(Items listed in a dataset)
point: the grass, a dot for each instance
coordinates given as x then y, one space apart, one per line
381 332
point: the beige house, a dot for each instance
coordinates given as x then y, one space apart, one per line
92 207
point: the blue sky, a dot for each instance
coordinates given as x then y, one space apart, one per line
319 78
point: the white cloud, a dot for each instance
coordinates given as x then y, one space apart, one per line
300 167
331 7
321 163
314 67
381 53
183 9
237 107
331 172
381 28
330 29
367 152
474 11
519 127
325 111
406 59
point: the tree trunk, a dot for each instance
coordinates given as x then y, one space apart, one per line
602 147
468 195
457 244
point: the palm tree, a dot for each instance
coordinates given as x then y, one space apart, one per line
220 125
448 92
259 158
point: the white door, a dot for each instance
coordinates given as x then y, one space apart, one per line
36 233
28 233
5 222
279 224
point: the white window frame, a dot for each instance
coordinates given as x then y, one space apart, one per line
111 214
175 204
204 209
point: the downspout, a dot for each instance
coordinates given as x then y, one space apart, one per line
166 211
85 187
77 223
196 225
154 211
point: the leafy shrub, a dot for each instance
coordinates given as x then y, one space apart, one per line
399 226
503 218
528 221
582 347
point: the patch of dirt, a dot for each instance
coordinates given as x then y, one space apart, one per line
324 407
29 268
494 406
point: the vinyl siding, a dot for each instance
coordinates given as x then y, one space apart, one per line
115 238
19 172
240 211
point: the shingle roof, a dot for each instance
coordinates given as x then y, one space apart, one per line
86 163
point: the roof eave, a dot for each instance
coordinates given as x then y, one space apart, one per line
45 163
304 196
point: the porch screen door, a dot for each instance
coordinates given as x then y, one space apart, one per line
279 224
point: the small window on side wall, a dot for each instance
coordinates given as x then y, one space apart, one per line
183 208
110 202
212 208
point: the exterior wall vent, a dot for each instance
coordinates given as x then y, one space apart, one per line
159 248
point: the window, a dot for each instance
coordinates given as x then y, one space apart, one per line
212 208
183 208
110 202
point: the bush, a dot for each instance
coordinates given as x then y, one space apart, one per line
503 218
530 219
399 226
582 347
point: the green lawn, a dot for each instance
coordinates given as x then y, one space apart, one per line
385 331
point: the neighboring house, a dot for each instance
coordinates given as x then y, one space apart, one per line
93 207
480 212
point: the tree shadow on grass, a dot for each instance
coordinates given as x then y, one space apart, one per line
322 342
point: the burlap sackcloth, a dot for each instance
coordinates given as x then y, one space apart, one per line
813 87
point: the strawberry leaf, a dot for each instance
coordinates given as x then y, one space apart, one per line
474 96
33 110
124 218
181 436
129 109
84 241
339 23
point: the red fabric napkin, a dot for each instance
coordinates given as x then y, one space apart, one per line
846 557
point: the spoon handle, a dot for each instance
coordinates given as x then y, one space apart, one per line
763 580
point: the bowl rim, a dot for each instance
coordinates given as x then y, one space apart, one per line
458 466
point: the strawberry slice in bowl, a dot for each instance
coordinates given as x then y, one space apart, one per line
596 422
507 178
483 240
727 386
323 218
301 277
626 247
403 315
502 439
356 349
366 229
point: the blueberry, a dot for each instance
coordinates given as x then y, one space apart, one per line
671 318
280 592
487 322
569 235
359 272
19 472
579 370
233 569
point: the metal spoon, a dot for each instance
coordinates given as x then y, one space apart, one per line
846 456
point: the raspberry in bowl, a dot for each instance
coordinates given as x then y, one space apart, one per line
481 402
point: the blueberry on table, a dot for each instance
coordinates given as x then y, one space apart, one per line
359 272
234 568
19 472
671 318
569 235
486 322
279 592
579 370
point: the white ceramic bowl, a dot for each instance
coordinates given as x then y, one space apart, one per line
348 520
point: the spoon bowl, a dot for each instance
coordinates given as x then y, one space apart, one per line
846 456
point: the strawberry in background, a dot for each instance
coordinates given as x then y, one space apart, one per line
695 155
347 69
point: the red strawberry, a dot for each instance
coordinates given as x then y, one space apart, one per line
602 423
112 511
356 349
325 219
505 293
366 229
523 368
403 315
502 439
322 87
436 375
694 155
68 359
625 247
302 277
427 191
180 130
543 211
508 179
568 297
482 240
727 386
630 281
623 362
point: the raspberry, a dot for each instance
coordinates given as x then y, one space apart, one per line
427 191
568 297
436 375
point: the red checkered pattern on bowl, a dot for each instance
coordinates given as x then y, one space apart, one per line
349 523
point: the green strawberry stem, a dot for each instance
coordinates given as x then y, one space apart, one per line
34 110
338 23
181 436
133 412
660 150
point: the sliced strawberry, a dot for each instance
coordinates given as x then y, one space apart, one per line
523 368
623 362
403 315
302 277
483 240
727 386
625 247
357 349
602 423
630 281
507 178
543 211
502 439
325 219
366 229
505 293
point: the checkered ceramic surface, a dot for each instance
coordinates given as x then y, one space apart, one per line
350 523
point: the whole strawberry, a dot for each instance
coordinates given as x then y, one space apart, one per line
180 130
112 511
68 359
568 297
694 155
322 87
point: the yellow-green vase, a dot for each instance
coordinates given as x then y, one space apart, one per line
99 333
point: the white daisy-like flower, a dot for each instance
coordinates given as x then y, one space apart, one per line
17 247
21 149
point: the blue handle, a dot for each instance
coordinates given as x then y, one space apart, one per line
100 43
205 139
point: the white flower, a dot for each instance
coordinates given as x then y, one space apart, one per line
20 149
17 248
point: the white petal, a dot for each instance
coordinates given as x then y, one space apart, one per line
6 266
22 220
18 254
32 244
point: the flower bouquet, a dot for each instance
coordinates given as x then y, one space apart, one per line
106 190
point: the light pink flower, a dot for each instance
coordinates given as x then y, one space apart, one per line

* _ASSIGNED TASK_:
Beginning at the line above with "point: the sliced" and finishing at the line with "point: the checkered", return each line exactly and return nothing else.

* _TASK RESPONSE_:
point: the sliced strawberry, a dot for each instance
coordinates given as x then y, one space apart, one per line
523 368
623 362
403 315
302 277
483 240
727 386
625 247
357 349
602 423
630 281
507 178
543 211
502 439
325 219
366 229
505 293
point: the checkered ceramic surface, a dot for each instance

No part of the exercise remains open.